Your task - Work out how many lines in the entries below include the word "shirt". Give nothing but the number.

[[ Exercise materials, beginning ]]

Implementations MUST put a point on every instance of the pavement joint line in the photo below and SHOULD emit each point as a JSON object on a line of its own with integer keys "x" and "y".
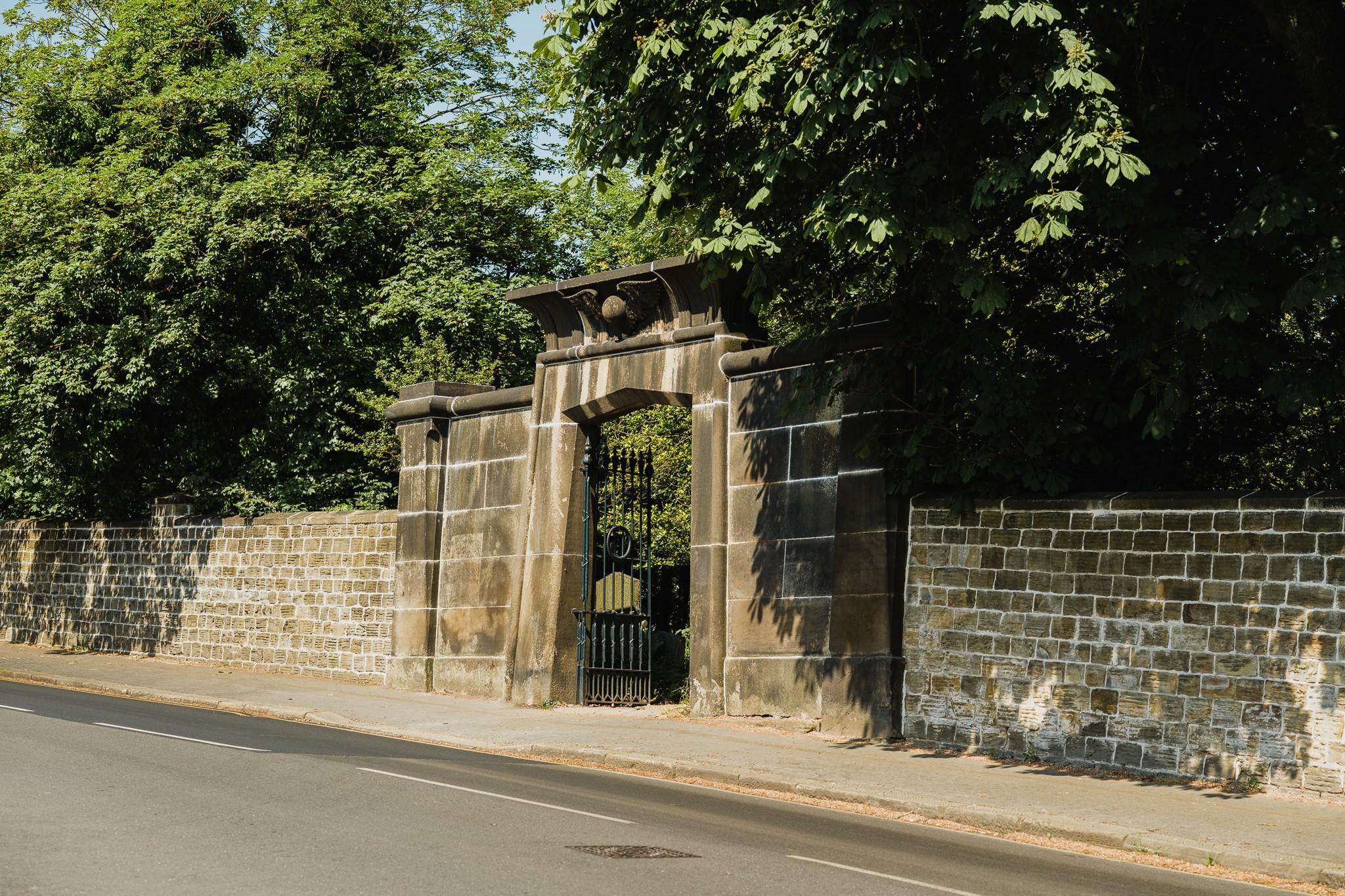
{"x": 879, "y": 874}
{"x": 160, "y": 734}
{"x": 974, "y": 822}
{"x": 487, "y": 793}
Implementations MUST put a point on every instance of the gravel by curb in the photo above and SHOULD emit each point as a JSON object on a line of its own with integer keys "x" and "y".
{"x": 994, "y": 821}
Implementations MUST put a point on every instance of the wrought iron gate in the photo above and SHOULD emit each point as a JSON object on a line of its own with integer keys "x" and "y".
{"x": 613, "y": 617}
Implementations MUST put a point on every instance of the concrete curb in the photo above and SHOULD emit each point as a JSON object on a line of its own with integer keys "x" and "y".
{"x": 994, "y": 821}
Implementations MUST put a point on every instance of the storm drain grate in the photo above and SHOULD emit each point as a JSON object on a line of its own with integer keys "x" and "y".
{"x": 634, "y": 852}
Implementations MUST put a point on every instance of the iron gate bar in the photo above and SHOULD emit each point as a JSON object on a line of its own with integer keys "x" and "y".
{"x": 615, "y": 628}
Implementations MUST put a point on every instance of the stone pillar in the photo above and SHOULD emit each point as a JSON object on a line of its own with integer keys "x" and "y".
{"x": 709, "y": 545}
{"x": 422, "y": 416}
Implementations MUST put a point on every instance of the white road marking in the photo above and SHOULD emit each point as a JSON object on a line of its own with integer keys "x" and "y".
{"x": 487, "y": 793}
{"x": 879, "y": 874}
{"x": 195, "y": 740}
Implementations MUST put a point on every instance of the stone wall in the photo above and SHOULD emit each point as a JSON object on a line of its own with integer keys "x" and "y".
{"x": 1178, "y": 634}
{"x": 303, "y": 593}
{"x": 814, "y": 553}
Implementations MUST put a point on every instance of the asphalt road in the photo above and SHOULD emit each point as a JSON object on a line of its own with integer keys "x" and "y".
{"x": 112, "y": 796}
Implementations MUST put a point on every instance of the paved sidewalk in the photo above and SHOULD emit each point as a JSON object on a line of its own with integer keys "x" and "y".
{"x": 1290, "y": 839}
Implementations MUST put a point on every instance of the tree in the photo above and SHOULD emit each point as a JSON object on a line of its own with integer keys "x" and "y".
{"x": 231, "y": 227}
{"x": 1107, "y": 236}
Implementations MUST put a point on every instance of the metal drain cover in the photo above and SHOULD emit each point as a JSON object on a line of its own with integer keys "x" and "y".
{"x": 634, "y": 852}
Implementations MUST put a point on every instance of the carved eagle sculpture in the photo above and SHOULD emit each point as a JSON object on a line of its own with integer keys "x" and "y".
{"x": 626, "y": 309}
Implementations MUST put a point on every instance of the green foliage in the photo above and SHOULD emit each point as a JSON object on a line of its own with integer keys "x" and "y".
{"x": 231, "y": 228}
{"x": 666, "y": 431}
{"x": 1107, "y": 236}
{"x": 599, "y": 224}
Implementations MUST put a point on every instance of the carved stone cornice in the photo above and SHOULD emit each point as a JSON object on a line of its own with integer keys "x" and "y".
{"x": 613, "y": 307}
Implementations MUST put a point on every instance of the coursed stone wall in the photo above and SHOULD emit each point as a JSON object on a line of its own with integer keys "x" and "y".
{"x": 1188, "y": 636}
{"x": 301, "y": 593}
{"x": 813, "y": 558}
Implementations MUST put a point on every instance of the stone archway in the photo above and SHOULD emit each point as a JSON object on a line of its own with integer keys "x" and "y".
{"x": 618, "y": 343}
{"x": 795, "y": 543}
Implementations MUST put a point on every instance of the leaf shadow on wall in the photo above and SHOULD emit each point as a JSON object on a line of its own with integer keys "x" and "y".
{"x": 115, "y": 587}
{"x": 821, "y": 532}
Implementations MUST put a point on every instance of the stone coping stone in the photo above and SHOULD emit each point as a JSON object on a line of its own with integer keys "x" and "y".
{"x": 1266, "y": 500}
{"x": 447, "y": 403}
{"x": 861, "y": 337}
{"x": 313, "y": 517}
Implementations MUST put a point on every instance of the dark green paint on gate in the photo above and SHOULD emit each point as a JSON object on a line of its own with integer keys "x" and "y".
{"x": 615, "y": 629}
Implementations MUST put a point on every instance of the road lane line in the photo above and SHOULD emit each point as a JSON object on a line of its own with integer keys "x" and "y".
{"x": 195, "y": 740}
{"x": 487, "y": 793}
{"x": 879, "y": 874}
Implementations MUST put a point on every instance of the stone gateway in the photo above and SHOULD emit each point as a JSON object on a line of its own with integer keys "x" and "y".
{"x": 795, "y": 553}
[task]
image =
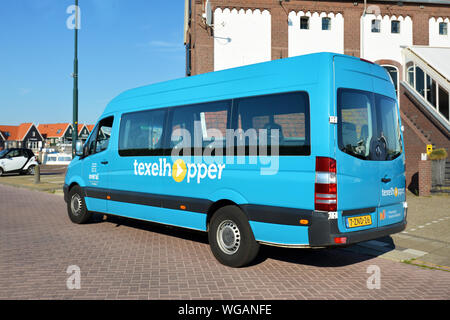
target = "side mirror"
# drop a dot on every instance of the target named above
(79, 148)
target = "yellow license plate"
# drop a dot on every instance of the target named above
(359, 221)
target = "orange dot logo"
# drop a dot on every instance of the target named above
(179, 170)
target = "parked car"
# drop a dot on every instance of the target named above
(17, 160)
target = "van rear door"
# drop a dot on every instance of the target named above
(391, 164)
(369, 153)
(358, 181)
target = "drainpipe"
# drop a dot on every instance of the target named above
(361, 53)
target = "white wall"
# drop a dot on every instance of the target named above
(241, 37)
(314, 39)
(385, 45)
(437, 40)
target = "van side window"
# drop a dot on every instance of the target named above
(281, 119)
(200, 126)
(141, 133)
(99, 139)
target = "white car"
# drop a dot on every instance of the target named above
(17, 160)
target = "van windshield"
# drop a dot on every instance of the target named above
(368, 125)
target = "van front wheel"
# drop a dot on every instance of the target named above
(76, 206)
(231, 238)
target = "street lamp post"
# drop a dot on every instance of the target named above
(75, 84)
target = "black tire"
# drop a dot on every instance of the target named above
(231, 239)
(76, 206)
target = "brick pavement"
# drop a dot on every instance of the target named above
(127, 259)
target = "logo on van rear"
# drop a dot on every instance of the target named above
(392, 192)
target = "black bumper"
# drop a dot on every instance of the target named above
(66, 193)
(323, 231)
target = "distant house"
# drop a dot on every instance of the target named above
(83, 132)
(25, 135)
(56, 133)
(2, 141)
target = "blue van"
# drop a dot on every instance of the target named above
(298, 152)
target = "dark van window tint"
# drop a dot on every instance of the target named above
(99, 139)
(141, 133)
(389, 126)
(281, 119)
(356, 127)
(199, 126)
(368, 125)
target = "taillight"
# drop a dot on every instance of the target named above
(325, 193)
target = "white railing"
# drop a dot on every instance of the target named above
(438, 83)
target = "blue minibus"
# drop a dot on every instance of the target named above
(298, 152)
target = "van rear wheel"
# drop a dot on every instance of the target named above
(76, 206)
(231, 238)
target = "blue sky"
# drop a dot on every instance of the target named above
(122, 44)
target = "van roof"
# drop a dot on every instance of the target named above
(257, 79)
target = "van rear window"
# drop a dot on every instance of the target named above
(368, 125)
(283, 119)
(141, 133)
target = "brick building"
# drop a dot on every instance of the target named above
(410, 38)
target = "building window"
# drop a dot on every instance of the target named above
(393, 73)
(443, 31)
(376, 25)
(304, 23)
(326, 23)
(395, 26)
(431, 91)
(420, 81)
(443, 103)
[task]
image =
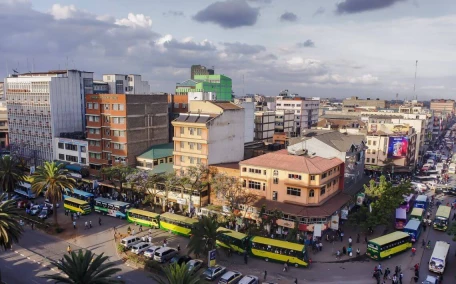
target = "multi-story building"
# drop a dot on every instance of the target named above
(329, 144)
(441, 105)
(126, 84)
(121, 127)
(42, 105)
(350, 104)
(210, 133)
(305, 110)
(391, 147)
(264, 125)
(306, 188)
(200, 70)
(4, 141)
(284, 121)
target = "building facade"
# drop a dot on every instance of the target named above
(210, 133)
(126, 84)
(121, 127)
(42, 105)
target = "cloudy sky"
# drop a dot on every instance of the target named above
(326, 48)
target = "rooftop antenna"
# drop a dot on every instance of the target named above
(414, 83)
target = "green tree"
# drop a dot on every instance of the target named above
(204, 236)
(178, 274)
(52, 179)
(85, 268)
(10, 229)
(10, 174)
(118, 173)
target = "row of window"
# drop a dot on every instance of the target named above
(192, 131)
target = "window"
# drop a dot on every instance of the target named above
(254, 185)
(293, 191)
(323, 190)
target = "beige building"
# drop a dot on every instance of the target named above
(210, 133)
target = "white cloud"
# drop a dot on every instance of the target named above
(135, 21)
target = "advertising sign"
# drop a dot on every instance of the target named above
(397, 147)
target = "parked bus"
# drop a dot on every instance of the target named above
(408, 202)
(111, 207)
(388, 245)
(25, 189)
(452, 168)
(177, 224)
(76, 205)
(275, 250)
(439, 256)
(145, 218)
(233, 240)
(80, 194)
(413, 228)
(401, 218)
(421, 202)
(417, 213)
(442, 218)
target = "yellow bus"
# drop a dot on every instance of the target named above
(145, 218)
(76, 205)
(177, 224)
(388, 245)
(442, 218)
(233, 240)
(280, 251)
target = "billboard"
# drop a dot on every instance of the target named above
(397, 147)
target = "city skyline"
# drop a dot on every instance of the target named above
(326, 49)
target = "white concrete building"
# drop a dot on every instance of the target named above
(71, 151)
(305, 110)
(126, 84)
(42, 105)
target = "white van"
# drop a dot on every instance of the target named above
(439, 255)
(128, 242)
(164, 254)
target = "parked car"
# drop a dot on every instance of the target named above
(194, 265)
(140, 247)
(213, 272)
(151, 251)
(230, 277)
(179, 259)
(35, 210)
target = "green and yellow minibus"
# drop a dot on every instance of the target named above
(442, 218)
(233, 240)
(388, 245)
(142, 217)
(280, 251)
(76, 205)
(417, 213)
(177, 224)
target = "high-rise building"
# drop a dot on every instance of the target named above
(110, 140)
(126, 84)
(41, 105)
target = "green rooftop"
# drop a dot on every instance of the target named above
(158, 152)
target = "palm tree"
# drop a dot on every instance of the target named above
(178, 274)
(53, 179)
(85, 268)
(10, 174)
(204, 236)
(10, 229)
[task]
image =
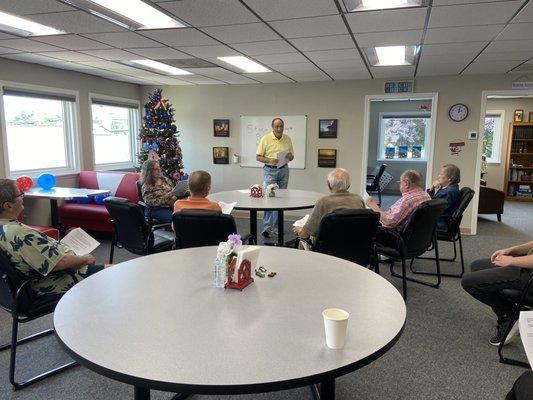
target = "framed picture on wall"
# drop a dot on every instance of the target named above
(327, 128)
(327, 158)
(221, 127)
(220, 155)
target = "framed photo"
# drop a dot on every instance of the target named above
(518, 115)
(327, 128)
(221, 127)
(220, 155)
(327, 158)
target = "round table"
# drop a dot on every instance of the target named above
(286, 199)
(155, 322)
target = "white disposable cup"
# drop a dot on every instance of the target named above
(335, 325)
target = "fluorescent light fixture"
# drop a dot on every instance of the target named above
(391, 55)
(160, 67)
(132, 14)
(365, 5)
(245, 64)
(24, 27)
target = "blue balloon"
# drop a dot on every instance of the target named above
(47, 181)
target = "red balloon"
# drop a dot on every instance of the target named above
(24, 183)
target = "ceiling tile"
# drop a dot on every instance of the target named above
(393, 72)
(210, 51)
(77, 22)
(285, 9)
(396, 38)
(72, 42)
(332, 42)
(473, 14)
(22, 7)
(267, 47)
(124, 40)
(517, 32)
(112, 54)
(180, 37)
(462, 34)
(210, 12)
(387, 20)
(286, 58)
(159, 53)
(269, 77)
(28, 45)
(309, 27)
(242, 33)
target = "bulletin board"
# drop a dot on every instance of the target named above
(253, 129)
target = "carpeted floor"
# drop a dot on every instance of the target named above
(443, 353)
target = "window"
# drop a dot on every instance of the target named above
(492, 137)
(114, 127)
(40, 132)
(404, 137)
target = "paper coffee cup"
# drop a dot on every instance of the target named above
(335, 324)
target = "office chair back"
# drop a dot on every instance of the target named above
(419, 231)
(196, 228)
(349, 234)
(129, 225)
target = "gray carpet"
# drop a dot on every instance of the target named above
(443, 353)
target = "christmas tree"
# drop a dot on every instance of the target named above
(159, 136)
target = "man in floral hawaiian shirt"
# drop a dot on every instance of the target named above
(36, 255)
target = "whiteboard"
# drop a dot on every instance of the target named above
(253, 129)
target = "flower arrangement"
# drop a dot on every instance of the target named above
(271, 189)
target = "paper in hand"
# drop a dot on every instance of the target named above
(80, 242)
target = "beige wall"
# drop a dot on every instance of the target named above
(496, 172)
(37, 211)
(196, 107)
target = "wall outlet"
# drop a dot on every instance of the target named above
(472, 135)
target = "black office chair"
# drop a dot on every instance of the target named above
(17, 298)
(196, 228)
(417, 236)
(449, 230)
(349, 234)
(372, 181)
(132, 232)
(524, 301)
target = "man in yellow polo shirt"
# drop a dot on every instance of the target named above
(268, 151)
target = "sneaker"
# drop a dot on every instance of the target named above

[[ Exercise materials, end ]]

Task solution - 2